Please print everything in the entries below from the line containing "If you could point to the kitchen" down to the line containing "Query: stainless steel refrigerator", both lines included, each one unchanged and nothing else.
· · · · · · ·
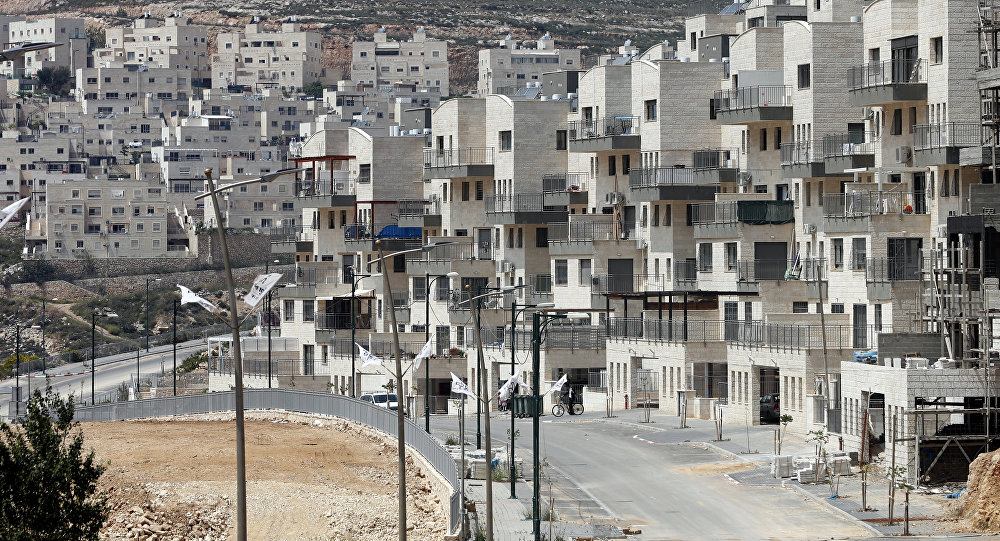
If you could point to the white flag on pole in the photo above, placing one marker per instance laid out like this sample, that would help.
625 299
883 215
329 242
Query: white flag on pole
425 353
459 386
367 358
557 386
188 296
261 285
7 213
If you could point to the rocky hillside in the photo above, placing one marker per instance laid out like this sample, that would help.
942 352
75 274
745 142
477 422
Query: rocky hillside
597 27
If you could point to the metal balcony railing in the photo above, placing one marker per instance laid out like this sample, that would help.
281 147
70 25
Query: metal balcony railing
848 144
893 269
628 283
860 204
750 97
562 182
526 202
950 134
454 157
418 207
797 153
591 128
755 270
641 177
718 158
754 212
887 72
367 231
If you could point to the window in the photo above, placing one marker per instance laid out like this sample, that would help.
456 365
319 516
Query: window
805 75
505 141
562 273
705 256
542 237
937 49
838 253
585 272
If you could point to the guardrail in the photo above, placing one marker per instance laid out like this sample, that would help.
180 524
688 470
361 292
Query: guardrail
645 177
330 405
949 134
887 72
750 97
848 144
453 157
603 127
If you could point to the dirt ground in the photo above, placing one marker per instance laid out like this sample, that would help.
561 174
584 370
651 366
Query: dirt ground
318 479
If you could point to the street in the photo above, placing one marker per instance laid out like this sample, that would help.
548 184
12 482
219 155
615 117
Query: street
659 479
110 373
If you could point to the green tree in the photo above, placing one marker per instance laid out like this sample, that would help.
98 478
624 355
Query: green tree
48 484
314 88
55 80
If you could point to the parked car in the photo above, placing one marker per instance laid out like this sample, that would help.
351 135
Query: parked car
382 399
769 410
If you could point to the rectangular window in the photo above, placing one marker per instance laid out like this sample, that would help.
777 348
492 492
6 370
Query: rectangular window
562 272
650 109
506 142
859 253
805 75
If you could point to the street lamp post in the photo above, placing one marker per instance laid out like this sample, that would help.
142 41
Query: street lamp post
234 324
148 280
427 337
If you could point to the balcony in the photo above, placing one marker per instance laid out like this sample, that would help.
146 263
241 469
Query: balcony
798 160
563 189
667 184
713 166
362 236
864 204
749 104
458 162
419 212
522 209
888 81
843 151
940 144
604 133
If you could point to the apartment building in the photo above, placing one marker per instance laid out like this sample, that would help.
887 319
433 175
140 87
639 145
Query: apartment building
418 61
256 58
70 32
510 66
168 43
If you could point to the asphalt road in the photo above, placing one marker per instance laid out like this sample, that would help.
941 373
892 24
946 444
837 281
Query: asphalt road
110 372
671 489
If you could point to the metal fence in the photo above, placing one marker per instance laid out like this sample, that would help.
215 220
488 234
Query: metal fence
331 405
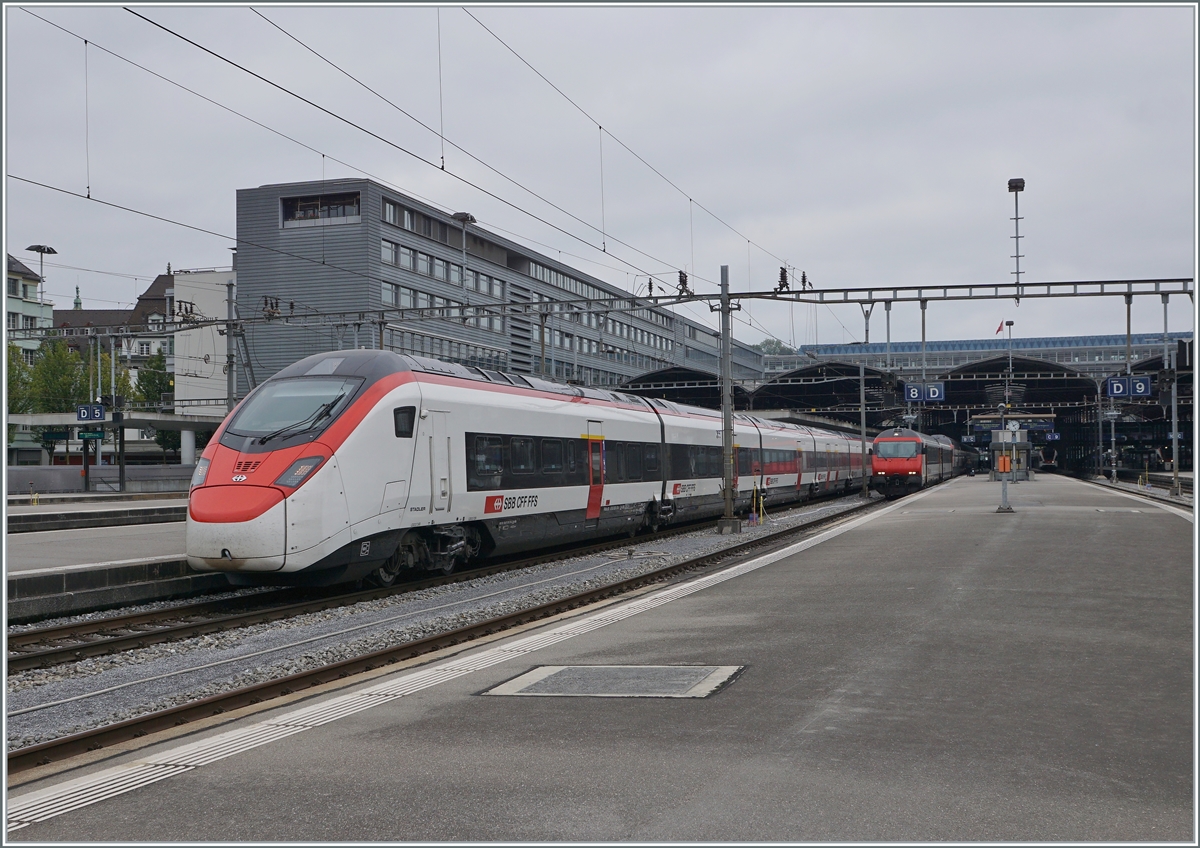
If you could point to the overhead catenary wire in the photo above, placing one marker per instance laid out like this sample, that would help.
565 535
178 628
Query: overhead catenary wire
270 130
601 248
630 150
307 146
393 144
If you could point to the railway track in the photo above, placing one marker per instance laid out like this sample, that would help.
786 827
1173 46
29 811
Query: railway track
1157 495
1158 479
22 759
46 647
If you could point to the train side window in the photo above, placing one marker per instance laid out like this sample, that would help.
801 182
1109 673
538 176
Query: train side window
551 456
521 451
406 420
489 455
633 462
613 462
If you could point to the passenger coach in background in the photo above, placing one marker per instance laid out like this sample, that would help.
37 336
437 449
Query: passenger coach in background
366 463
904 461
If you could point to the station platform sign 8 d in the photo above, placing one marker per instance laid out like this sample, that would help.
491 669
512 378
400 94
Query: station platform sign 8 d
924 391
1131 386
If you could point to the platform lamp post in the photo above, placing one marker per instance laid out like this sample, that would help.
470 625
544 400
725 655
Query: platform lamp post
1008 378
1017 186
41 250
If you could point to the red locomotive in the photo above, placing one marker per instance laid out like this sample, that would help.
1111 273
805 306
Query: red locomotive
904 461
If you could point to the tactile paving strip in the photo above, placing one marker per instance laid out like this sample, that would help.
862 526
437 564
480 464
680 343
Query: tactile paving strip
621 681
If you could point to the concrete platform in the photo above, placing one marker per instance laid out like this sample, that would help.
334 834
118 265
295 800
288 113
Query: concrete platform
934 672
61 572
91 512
· · · · · · ·
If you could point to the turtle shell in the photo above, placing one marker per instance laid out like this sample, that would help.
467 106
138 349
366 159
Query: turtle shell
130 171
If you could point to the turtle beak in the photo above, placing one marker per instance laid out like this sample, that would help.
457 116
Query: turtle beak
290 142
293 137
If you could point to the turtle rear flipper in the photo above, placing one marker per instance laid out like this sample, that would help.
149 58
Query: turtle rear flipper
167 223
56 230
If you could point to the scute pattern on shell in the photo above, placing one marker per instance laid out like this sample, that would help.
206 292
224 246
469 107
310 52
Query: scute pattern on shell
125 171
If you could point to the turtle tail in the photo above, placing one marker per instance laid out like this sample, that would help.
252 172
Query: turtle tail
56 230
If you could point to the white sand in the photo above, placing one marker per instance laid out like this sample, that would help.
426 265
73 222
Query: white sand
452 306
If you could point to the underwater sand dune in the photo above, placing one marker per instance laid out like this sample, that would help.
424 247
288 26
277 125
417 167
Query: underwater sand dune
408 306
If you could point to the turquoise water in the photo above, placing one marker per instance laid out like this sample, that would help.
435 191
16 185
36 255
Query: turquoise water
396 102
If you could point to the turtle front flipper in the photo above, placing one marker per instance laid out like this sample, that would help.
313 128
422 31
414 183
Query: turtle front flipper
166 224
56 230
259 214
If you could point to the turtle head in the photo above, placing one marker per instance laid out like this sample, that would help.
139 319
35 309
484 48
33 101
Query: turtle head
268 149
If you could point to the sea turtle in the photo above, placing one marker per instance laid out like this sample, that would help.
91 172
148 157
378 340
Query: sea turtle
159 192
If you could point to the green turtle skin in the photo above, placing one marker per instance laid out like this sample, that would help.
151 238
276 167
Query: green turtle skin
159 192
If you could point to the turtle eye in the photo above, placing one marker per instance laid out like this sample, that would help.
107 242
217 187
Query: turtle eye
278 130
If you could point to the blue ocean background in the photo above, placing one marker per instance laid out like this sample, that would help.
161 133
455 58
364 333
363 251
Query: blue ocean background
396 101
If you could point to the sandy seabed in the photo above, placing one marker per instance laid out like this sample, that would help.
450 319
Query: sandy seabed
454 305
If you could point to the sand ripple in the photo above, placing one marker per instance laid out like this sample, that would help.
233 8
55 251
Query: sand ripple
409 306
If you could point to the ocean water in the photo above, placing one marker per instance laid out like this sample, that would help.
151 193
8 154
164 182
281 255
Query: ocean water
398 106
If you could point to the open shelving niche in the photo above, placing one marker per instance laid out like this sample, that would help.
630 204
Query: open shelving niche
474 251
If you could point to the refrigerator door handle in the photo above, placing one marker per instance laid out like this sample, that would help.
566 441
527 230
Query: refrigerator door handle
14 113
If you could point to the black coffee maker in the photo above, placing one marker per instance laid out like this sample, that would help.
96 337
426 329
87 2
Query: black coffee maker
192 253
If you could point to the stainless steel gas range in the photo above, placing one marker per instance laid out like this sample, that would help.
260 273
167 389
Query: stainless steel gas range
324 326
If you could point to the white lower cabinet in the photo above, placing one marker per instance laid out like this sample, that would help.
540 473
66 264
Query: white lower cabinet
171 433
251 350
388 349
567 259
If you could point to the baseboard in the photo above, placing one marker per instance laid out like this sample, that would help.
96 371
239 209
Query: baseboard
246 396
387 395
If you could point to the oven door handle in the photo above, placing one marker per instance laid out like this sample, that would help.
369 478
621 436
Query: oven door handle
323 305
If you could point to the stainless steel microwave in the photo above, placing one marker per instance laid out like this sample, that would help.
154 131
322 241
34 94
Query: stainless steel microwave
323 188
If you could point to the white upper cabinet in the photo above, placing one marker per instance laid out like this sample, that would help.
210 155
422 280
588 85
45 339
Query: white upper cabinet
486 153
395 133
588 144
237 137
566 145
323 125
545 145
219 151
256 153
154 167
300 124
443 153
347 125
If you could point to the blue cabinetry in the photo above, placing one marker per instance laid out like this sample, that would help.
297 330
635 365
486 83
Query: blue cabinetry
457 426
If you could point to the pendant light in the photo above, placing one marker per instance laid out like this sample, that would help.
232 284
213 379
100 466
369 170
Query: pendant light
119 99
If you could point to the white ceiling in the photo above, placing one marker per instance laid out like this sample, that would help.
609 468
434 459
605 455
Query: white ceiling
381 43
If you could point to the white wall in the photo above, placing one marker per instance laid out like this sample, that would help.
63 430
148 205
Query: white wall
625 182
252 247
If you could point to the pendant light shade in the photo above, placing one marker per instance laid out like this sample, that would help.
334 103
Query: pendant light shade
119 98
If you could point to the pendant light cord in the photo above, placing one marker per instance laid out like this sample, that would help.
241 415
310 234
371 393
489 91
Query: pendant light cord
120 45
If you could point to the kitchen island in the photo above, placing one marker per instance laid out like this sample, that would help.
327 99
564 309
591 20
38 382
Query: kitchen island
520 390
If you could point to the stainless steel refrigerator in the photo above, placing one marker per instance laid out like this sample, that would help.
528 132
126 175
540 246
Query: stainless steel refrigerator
· · · · · · ·
### Result of the task
If you could point to the kitchen island in the photo above, placing one marker per instance laid out like this sample, that would help.
327 99
564 309
591 20
38 382
Query: kitchen island
520 390
If you could point to the stainless steel refrigerator in the photo above, placing one marker per instance laid out like this sample, that would help.
528 132
126 175
540 246
Query: stainless steel refrigerator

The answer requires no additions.